■ **GIVEN TASK**
Render the records below as a numbered list, omitting any blank lines.

(Rows from a dataset)
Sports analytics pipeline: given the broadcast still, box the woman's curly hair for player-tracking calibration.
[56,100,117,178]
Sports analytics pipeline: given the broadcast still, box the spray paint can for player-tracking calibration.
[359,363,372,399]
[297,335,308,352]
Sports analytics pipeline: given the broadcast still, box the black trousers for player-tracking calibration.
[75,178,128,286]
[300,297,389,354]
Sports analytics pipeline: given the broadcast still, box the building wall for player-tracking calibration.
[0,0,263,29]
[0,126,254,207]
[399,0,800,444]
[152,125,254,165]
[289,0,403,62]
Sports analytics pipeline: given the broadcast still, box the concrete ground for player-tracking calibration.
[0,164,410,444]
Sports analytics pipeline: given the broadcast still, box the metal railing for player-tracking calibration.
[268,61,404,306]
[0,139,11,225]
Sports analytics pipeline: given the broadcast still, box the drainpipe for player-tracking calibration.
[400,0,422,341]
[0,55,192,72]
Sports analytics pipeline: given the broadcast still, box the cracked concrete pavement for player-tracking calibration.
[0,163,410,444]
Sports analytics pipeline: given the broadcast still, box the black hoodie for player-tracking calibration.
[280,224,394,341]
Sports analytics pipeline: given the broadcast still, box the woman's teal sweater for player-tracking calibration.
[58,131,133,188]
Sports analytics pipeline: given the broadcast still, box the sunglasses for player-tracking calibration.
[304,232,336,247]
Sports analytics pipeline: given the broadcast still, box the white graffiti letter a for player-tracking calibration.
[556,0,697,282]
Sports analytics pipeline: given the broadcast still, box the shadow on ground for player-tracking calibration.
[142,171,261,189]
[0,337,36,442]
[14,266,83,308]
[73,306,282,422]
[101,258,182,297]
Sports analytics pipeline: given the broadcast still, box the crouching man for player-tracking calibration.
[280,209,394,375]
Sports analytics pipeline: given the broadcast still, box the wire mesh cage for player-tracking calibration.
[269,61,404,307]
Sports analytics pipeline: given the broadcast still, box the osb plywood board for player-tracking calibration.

■ **RESPONSE TO THIS TASK**
1. Sports analytics pipeline: given the broadcast still, box the woman's curly hair for player-tracking calibration.
2. [56,100,117,178]
3. Sports analytics pipeline: given the broadcast still, box the spray paint can for player-tracking calibration.
4. [359,363,372,399]
5. [297,335,308,352]
6. Sports analytics pipeline: given the broadcast still, box the black trousers for player-tracking calibration.
7. [75,178,128,286]
8. [300,297,389,354]
9. Sports analytics pipeline: given the broadcast still, box the building wall for player-tracking calibration.
10. [0,0,263,29]
11. [0,126,254,207]
12. [399,0,800,444]
13. [152,125,254,165]
14. [289,0,403,62]
15. Sports analytics pipeline: given the broadcast still, box the concrete ground for player-tracking calibration.
16. [0,164,410,444]
17. Sports analytics pipeline: given the broadcast still, box the metal railing for player-tracking calibration.
18. [268,61,404,306]
19. [0,139,11,225]
20. Sports analytics pipeline: given the broadcast still, box the drainpipe for player-tracking calibration.
21. [400,0,422,341]
22. [0,55,192,72]
23. Sports analytics pipeline: given the broadcast still, box the cracked concrete pavement for player-tracking calibration.
24. [0,163,410,444]
25. Sports analytics pipeline: given the broadcast still, box the black hoodie for player-tracking calibration.
26. [280,224,394,341]
27. Sports analytics pipeline: given the broadcast still, box the woman's teal sweater for player-tracking calibration.
28. [58,131,133,188]
29. Sports analytics pipeline: given the broadcast still, box the sunglasses for player-tracking calibration.
30. [304,232,336,247]
31. Sports analytics pipeline: given the broadcast still, box the white graffiti letter a for player-tracking calibration.
32. [556,0,697,282]
33. Sports analytics pipeline: given the broadcast still, box the shadow on ground for player-tracking calibration.
34. [142,171,261,189]
35. [0,337,36,442]
36. [14,266,83,308]
37. [73,306,282,422]
38. [101,258,182,297]
39. Sports analytics pipeline: given the broadcast still, box the crouching man for player-tracking calibration.
40. [280,209,394,375]
41. Sports analytics pipeline: given the broadcast still, box the wire mesh cage for player-tracking calibration.
42. [269,61,404,307]
43. Sports analytics pipeline: given the broadcast still, box the osb plywood board for player-tracking calibration.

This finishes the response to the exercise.